Lay out the rows between the line holding "Pop quiz! Look at the image and find the soy" and the line holding "464, 108, 523, 302", inclusive, as a numbered list, leaving out any blank lines.

>> Start

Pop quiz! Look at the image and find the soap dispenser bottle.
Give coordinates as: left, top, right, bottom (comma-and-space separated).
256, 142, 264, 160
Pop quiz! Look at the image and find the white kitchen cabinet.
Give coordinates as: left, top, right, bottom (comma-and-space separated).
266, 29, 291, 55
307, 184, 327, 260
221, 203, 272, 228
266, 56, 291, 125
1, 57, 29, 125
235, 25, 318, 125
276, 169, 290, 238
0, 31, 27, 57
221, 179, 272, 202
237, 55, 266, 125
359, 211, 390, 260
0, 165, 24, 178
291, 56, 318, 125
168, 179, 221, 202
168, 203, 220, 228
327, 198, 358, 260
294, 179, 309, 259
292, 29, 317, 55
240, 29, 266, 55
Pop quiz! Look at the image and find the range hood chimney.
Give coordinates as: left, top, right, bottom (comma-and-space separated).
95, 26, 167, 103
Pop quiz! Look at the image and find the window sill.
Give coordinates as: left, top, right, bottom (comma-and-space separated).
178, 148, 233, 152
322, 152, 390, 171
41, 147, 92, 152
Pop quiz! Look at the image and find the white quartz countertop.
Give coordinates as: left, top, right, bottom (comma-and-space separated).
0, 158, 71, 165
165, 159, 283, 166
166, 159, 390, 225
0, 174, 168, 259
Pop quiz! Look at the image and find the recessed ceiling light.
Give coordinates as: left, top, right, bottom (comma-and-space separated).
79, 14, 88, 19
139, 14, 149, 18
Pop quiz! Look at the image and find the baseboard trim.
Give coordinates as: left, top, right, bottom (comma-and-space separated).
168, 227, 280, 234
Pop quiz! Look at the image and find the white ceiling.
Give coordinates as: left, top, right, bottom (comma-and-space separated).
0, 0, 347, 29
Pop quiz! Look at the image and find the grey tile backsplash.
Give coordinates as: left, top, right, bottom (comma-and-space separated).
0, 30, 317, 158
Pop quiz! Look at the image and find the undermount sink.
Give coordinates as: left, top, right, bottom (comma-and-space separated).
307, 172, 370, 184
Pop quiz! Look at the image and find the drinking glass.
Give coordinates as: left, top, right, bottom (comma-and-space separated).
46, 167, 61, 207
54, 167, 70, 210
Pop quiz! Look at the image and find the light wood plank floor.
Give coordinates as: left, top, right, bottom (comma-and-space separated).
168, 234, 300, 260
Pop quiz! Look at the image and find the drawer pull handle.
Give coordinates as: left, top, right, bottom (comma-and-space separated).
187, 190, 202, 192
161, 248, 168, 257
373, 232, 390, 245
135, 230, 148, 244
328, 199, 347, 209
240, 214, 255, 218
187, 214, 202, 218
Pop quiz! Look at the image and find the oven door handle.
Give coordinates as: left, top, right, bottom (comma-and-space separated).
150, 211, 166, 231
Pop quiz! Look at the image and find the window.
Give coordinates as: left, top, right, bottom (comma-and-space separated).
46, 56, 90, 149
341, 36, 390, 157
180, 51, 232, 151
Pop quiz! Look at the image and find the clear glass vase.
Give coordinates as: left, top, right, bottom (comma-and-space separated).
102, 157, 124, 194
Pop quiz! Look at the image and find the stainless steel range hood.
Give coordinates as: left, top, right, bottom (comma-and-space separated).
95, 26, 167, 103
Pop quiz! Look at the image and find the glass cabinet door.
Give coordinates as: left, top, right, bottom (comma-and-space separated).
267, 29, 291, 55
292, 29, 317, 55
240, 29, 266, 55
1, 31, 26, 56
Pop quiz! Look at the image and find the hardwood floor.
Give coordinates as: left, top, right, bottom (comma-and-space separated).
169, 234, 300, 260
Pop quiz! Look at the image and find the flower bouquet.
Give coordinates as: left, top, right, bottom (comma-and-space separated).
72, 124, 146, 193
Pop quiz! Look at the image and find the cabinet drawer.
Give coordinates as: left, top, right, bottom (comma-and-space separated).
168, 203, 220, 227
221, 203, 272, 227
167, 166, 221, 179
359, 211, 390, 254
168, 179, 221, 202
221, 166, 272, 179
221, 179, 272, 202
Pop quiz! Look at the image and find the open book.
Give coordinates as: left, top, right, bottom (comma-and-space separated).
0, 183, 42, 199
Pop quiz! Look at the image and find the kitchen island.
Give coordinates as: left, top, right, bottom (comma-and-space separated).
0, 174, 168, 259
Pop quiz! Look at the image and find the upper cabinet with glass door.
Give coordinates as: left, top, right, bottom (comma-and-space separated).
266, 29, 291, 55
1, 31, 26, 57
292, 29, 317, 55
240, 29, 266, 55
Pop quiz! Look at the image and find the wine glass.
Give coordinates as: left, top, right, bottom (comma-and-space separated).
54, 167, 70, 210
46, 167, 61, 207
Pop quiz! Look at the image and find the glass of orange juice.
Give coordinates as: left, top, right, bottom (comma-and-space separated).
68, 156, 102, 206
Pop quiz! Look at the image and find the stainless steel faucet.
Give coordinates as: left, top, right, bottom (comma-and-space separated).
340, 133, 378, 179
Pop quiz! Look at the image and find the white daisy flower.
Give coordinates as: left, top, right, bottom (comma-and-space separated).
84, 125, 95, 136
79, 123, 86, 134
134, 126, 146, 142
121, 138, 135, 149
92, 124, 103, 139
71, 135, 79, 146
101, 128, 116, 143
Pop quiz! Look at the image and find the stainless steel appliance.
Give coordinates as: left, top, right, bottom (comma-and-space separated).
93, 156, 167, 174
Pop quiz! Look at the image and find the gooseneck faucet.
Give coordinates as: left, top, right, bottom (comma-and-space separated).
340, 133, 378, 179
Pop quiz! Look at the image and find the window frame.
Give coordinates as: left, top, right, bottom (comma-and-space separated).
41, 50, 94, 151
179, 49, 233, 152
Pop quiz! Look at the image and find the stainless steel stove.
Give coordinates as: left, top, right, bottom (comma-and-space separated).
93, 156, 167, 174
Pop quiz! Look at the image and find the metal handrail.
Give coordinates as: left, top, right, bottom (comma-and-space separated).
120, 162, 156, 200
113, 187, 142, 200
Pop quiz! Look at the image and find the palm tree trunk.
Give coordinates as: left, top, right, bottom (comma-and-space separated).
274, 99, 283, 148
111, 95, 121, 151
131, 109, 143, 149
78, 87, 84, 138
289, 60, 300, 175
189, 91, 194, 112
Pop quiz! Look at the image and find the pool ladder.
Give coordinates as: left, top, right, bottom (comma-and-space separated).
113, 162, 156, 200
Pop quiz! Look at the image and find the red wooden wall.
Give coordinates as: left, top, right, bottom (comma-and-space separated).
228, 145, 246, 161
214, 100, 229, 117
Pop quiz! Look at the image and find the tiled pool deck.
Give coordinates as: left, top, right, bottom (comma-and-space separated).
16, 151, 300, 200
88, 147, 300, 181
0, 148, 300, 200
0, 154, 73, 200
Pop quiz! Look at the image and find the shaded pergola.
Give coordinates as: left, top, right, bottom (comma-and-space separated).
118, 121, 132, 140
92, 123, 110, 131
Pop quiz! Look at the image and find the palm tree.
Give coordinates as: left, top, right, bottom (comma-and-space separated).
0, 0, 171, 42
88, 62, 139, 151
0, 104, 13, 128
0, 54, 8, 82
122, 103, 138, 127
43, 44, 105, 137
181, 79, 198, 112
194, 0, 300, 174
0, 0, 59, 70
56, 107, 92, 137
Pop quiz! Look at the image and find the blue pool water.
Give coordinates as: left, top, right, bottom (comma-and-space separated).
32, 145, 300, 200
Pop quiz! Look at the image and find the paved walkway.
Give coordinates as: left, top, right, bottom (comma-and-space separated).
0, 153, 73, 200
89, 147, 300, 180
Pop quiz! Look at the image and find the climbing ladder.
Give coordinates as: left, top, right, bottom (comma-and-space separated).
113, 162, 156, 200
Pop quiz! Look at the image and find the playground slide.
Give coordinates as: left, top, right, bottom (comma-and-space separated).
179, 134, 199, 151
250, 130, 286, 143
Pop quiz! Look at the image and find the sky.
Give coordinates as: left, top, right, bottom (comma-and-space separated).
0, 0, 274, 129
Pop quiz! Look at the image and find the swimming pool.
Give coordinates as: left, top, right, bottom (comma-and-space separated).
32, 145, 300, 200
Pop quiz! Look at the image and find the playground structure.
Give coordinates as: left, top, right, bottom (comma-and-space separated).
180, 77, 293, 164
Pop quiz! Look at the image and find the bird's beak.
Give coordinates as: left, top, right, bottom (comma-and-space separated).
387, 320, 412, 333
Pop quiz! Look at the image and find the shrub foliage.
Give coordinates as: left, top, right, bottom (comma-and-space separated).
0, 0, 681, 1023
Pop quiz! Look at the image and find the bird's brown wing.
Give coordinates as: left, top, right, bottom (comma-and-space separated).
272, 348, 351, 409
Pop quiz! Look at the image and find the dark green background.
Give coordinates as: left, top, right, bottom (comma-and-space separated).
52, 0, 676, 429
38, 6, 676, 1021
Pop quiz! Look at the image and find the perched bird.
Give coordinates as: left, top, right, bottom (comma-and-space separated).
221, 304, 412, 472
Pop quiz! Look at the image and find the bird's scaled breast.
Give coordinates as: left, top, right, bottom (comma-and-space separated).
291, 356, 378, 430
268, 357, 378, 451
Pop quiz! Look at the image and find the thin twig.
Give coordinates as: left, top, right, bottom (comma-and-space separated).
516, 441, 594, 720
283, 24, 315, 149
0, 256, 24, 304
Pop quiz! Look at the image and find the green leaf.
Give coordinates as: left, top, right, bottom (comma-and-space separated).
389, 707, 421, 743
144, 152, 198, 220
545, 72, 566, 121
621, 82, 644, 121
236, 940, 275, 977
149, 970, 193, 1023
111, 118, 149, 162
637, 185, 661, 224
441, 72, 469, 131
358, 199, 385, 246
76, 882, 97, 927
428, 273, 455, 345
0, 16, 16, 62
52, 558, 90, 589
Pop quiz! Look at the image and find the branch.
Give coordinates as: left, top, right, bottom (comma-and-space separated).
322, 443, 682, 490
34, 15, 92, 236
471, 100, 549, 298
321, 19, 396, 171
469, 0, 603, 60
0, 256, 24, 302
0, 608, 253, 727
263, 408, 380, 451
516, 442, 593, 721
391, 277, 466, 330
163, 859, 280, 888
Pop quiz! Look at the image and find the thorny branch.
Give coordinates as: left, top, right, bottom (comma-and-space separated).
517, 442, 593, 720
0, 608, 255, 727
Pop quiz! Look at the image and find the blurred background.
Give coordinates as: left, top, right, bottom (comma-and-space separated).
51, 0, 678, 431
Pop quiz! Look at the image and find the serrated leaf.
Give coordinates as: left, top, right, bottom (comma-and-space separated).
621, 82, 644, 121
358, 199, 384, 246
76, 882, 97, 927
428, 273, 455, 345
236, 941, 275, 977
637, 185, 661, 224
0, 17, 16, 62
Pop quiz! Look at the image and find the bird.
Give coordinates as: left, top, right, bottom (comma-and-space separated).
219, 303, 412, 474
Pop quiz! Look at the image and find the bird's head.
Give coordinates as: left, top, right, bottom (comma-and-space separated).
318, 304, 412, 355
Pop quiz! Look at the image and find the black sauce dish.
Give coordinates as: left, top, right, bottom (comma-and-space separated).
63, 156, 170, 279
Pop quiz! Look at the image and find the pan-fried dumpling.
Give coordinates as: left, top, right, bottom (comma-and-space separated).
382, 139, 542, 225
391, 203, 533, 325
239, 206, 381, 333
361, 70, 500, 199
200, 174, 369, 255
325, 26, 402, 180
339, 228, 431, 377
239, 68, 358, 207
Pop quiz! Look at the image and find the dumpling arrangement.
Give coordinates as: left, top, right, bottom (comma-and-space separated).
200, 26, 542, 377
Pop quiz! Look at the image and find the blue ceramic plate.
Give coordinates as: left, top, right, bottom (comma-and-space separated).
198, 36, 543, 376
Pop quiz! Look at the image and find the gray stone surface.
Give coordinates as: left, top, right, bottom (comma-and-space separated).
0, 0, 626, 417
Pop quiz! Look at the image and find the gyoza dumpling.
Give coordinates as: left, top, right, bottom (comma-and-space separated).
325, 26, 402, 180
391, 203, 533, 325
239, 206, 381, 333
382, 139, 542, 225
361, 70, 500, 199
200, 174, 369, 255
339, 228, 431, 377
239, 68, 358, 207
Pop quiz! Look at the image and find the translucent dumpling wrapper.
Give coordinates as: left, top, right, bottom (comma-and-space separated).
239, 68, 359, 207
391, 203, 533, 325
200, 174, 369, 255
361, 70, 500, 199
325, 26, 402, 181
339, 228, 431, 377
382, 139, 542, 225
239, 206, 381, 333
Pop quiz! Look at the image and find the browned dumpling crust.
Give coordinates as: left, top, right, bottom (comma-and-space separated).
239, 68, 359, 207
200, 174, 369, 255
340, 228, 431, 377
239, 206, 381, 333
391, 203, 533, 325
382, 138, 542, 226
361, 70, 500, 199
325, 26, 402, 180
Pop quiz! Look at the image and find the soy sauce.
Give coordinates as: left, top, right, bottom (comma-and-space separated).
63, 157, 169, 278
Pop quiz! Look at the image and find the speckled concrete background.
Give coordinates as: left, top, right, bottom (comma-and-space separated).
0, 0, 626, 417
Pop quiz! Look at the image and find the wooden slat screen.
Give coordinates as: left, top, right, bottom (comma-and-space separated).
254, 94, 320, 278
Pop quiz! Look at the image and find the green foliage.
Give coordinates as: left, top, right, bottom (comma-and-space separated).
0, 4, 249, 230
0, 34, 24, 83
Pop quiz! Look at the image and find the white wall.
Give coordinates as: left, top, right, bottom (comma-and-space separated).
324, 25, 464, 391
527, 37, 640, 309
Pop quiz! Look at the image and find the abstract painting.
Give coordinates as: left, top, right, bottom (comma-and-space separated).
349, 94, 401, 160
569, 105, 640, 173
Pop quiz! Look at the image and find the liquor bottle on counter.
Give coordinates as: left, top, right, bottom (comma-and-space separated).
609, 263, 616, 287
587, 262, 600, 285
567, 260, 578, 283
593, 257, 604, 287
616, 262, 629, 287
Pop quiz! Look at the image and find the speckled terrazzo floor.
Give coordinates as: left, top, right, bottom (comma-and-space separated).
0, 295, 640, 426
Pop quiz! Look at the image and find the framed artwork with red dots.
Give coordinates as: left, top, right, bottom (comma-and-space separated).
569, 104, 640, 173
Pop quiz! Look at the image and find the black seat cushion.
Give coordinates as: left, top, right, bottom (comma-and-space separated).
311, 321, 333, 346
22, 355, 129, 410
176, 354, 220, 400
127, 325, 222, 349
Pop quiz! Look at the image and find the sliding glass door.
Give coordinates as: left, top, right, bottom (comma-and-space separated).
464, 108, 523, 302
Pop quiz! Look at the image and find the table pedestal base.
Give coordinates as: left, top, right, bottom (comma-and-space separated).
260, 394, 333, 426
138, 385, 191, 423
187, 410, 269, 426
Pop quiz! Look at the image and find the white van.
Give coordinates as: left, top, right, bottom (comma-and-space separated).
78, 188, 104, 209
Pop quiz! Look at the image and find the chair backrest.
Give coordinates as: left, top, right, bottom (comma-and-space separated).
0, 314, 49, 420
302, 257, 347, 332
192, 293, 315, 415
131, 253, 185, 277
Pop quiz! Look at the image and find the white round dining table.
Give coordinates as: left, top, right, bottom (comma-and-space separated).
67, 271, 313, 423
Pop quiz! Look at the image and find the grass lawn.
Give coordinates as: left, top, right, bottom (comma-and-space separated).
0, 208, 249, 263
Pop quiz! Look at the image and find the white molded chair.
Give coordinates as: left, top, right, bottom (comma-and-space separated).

>> End

Output for this exercise =>
1. Pop quiz! Look at the image and find the soy sauce.
2. Give coordinates as: left, top, right, bottom (comma-and-space separated).
3. 63, 157, 169, 278
4. Pop quiz! Look at the image and find the speckled concrete background.
5. Give coordinates as: left, top, right, bottom (comma-and-space separated).
6. 0, 0, 626, 417
7. Pop quiz! Look at the image and find the wooden slat screen.
8. Give coordinates as: left, top, right, bottom (comma-and-space separated).
9. 254, 94, 320, 278
10. Pop quiz! Look at the image and find the green foliage.
11. Give coordinates as: left, top, right, bottom (comma-and-space separated).
12. 0, 4, 249, 230
13. 0, 34, 24, 83
14. Pop quiz! Look at the image and find the white wall.
15. Give coordinates as: left, top, right, bottom (comma-and-space separated).
16. 324, 25, 464, 391
17. 527, 37, 640, 309
18. Pop quiz! Look at the image and find the abstract painting.
19. Give coordinates as: left, top, right, bottom (comma-and-space separated).
20. 349, 94, 401, 160
21. 569, 105, 640, 173
22. Pop quiz! Look at the image and find the liquor bottle on counter.
23. Give coordinates as: left, top, right, bottom (comma-and-space separated).
24. 609, 263, 616, 287
25. 587, 262, 600, 285
26. 567, 260, 578, 283
27. 593, 257, 604, 287
28. 616, 262, 629, 287
29. Pop quiz! Look at the image and find the speckled terrazzo floor.
30. Give coordinates as: left, top, right, bottom (comma-and-space separated).
31. 0, 295, 640, 426
32. Pop quiz! Look at the image and find the framed artwork with red dots.
33. Give coordinates as: left, top, right, bottom (comma-and-space separated).
34. 569, 104, 640, 173
35. Pop quiz! Look at the image and find the black seat cushion.
36. Give coordinates as: left, top, right, bottom (comma-and-space separated).
37. 311, 321, 333, 346
38. 22, 355, 129, 410
39. 176, 354, 220, 400
40. 127, 325, 222, 349
41. Pop quiz! Look at the image and find the sliding glass door.
42. Give coordinates as: left, top, right, bottom (comma-and-space separated).
43. 464, 108, 523, 302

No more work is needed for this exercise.